=== Work required ===
Reproduce nothing but the closing run of lines: the line with "Place one keypoint on each instance of the gold braid" and each line that follows it to the end of the data.

————————

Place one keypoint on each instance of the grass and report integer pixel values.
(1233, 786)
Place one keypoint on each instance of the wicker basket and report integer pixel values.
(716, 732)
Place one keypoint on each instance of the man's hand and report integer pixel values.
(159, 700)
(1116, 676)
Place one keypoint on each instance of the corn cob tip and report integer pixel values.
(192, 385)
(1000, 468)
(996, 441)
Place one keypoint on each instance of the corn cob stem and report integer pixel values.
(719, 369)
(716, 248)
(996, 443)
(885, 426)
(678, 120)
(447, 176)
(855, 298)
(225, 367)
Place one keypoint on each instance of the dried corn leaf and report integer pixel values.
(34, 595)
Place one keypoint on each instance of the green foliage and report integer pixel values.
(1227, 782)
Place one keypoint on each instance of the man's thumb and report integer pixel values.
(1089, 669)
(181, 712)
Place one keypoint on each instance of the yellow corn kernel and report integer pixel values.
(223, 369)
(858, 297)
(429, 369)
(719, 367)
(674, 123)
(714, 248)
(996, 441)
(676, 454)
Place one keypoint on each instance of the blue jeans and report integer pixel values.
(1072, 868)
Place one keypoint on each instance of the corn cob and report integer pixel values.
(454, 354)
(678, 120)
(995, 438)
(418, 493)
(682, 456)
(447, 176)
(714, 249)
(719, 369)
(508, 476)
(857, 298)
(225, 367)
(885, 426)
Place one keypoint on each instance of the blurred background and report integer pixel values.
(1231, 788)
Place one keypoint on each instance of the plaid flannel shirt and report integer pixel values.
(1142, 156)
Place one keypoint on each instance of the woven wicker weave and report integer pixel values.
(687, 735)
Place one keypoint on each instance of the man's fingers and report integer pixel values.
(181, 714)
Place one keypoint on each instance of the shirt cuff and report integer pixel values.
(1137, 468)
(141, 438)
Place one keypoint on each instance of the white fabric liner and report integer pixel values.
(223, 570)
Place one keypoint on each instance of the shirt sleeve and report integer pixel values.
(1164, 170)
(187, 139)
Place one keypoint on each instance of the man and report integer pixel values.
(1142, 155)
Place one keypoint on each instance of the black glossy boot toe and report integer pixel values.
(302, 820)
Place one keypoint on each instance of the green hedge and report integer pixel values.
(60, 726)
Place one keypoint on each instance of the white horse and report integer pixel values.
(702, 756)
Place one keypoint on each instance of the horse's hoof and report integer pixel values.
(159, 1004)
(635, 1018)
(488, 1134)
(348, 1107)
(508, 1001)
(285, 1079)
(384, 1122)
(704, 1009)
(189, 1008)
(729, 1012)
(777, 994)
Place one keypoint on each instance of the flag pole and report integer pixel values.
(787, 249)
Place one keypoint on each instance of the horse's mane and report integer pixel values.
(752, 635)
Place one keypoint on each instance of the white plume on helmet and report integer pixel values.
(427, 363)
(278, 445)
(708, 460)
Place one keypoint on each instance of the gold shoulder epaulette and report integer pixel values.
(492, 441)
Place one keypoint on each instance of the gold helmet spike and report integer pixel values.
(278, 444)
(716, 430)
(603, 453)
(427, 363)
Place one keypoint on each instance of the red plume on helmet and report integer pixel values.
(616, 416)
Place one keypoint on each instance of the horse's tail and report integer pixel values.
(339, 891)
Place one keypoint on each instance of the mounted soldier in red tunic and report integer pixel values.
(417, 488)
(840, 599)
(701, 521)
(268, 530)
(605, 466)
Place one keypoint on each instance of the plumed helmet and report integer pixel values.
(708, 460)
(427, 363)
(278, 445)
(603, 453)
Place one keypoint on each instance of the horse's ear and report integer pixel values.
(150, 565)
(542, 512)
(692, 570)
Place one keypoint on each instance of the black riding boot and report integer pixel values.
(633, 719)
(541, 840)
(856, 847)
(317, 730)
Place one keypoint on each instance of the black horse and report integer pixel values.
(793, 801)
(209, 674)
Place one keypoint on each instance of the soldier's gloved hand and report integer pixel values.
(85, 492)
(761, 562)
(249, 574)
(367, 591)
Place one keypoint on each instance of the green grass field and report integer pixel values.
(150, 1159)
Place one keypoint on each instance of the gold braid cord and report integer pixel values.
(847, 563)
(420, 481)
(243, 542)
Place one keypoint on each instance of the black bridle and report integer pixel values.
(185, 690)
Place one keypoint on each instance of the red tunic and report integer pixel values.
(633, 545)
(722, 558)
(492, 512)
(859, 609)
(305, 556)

————————

=== Your response ===
Place one keypoint on each instance of the gold braid cord and report integer pixel values.
(847, 563)
(420, 481)
(243, 542)
Place one keypoint on each instance of the black bridle and report integer pixel values.
(185, 690)
Place one keypoint on each instance of the red tunic and report integer pixel values.
(633, 545)
(722, 558)
(492, 512)
(859, 609)
(305, 556)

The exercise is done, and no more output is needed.